Without changing anything, output the records below.

Point localization data:

—————

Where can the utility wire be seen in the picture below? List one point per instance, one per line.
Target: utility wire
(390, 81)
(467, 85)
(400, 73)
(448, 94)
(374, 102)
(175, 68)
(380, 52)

—————

§ **Your solution**
Where can the utility wire be seen in the picture below? List one point per instance, one per line.
Target: utility wire
(390, 81)
(467, 85)
(400, 73)
(448, 94)
(374, 102)
(175, 68)
(380, 52)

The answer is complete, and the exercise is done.